**What you are asked to do:**
Could you carry on the news article about trusts aiding families of 26/11 victims, picking up right after its last line?

**Reading passage:**

↓

26/11 Mumbai attack: As shattered families pick up the pieces, trusts lend a helping hand

The aim was to rehabilitate families of Taj employees. Slowly the assistance was extended to other 26/11 victims. Now it goes much beyond — Kashmiri civilians, Assam flood victims and July 2007 blast victims.

Updated: November 29, 2016 6:19 pm

For a year after she lost her husband Faustine Martis in the 26/11 attack at Taj Mahal Palace hotel, Agnes Martis, a homemaker, stayed at home in Thane looking after her two children. “I did not even know what the next station was after Thane. I was so dependent on my husband,” she says.

Since 2009, however, she has steered her life around to help those who, like her, lost their loved ones. She joined Taj Public Service Welfare Trust, set up in January that year to reach out to families of 26/11 victims. She would visit them, listen to their stories and lend a helping hand.

The aim was to rehabilitate families of Taj employees. Slowly the assistance was extended to other 26/11 victims. Now it goes much beyond — Kashmiri civilians, Assam flood victims and July 2007 blast victims.

“The objective is to train family members in skills so that they can support themselves. Aid is also given to victims for surgeries,” a spokesperson of Tata Trusts said. The trust has aided over 6,000 such victims.

Martis’s daughter Priya Martis (29) was a data entry operator at the Taj when her father, a steward, attempted to rescue her during the attack. He was shot in the butchery. With the trust’s aid, Priya studied MBA and is now working with the Taj hotel in Dubai.

agnes-759 Agnes lost her husband, a Taj employee, during the attack. (Express Photo by Nirmal Harindran)

↑

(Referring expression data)

↓

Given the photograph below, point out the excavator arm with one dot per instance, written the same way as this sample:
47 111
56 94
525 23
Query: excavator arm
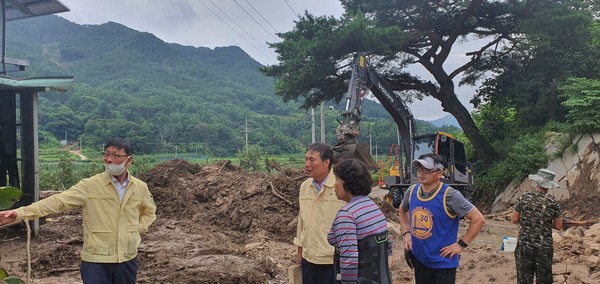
364 79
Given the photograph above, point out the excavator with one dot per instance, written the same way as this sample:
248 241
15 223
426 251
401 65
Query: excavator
401 174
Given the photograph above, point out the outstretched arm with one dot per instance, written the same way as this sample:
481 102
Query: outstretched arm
476 223
7 217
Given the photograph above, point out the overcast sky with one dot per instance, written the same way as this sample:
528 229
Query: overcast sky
248 24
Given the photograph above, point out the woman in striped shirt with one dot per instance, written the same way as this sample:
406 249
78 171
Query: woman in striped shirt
359 232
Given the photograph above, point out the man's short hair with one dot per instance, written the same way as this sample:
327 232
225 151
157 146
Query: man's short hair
430 161
325 152
120 143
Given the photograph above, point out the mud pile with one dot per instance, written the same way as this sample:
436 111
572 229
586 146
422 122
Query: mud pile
215 223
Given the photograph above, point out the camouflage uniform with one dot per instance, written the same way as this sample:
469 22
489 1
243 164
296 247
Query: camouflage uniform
535 248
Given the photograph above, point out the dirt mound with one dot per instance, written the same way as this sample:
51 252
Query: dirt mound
223 195
582 206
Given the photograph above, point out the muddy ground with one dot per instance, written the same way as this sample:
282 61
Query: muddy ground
217 223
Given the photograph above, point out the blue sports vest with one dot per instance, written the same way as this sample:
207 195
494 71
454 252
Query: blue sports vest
432 228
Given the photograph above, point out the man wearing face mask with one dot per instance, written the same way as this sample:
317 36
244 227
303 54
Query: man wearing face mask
117 208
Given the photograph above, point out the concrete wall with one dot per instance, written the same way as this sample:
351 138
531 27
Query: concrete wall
576 170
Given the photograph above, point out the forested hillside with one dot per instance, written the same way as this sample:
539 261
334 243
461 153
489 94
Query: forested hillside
162 95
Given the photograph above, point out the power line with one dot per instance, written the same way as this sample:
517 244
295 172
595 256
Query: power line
255 20
261 16
292 9
272 56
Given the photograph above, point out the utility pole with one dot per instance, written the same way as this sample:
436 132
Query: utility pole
370 142
322 122
312 125
246 134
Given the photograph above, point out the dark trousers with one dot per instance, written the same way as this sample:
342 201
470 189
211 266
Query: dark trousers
317 273
109 273
533 261
426 275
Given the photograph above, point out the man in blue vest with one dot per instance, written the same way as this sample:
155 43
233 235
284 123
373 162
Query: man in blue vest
430 214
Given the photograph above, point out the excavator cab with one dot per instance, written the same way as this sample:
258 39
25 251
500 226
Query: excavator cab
458 171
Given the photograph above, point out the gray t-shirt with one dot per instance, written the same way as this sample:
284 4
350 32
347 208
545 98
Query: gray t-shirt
455 201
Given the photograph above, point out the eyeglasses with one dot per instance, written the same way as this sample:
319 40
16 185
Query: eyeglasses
426 171
113 156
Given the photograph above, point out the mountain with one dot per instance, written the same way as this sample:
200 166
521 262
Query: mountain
447 120
164 96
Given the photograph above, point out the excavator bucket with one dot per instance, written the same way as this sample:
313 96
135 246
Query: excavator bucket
359 151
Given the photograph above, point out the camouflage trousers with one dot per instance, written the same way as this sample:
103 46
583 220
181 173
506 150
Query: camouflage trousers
533 261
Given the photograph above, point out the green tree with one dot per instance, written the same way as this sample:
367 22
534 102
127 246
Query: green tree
252 158
583 102
398 34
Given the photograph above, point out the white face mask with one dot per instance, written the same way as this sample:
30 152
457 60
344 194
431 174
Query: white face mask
115 169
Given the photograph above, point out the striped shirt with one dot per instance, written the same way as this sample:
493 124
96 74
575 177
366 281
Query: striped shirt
358 219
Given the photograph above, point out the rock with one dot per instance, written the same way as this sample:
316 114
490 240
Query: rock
595 248
556 238
592 261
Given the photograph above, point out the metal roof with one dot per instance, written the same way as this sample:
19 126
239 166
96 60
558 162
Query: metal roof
38 84
21 9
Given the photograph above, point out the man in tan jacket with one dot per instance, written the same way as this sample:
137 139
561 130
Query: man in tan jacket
318 207
117 208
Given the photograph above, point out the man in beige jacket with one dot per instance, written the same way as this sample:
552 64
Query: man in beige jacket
318 207
117 208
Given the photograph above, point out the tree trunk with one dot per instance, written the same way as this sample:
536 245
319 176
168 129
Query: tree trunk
451 104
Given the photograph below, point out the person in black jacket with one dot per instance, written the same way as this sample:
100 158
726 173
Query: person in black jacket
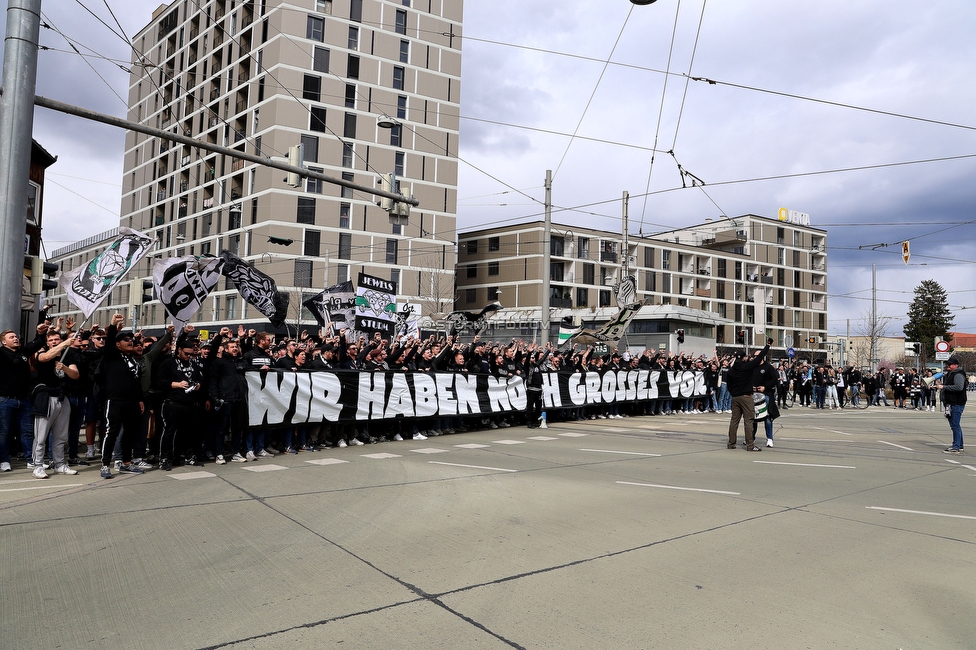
180 380
740 387
120 375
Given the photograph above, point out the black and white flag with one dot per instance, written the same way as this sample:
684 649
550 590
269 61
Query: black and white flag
257 288
87 286
183 284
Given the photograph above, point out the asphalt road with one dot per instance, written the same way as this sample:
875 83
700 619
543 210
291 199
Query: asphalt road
854 531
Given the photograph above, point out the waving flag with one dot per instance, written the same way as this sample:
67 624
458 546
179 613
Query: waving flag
183 284
87 286
256 288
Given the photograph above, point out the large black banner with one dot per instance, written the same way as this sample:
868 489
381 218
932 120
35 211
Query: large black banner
283 397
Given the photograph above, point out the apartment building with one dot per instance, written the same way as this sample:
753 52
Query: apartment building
706 277
367 87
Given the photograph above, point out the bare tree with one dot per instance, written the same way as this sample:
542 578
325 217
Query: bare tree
871 332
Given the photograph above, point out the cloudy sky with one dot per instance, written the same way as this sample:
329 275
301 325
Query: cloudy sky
861 114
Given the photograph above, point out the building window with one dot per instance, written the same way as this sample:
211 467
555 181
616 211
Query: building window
312 88
315 29
306 210
316 120
648 257
320 59
582 297
303 273
312 185
313 243
310 145
589 274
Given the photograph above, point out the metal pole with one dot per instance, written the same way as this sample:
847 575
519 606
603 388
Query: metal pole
52 104
546 257
16 126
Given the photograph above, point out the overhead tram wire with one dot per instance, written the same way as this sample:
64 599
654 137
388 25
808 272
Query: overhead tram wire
660 117
606 64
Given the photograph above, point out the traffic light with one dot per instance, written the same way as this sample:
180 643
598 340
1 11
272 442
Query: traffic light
40 268
296 156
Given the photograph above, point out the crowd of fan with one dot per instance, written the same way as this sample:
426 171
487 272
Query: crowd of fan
154 401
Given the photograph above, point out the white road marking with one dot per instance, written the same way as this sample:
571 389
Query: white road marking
265 468
772 462
189 476
921 512
628 453
494 469
46 486
675 487
894 445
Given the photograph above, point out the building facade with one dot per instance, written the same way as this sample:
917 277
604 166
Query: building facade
261 76
713 268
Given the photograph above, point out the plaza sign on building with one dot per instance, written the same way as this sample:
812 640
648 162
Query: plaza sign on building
794 217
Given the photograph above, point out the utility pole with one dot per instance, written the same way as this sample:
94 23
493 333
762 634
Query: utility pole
546 261
16 127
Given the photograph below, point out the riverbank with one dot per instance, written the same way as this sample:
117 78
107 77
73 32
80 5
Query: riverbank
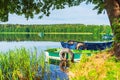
86 33
101 66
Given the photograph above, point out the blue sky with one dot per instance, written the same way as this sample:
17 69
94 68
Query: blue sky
82 14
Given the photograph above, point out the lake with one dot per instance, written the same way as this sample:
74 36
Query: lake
41 43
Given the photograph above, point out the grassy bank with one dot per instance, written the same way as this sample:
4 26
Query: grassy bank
20 64
101 66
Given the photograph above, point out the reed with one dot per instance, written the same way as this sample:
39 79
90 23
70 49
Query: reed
21 64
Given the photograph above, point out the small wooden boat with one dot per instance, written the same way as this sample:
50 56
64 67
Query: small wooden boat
96 45
54 54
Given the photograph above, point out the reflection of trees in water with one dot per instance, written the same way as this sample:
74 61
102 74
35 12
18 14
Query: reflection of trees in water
48 37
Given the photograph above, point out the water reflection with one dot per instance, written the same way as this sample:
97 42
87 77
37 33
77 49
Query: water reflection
50 37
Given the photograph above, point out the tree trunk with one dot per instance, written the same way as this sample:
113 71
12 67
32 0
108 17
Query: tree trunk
113 10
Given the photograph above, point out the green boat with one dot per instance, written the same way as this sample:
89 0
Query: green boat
54 54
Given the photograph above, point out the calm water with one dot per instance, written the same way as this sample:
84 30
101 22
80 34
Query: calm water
12 41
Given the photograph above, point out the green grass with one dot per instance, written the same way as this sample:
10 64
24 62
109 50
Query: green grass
101 66
20 64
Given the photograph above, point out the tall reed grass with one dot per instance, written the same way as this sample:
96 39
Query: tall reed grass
102 66
21 64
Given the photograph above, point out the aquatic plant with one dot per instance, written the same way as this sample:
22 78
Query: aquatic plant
21 64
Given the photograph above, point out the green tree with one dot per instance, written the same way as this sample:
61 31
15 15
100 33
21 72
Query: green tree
29 8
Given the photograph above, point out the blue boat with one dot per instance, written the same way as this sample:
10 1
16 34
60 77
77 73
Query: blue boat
98 45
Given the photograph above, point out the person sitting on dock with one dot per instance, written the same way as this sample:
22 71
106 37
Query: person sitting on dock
80 45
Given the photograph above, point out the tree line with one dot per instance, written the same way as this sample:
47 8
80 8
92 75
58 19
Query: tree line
75 28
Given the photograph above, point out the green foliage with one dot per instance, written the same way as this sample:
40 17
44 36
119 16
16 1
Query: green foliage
31 32
29 8
21 64
75 28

↑

**Expected output:**
Following 26/11, several NGOs and individuals came forward to help the affected families. The Ratna Nidhi Trust funded the education of the children of 22 injured policemen. “These children have been given scholarships,” said trustee Rajeev Mehta.

Manoj Thakur, a hawker, was standing opposite Leopold Café when terrorists fired. He was shot in the left arm and hospitalised for a month. He was unemployed for a year until a social worker approached him with the idea of training in hospitality. He attended a course at Taj Lands End, Bandra, and got a waiter’s job at Hotel President. “I was about to leave Mumbai with my family. We could not afford the Rs 6,000 rent. Now I have a steady income,” he says.

Like him, Commando Pravin Kumar suffered four gunshots and lost his left ear while on duty to rescue hostages in the Taj. Over Rs 5 lakh was spent on his ear reconstruction in Bombay Hospital, which the trust funded. Kumar is now an avid swimmer and marathon runner apart from being a trainer in the Navy. “At such times, a bit of aid can help restart your life,” he says.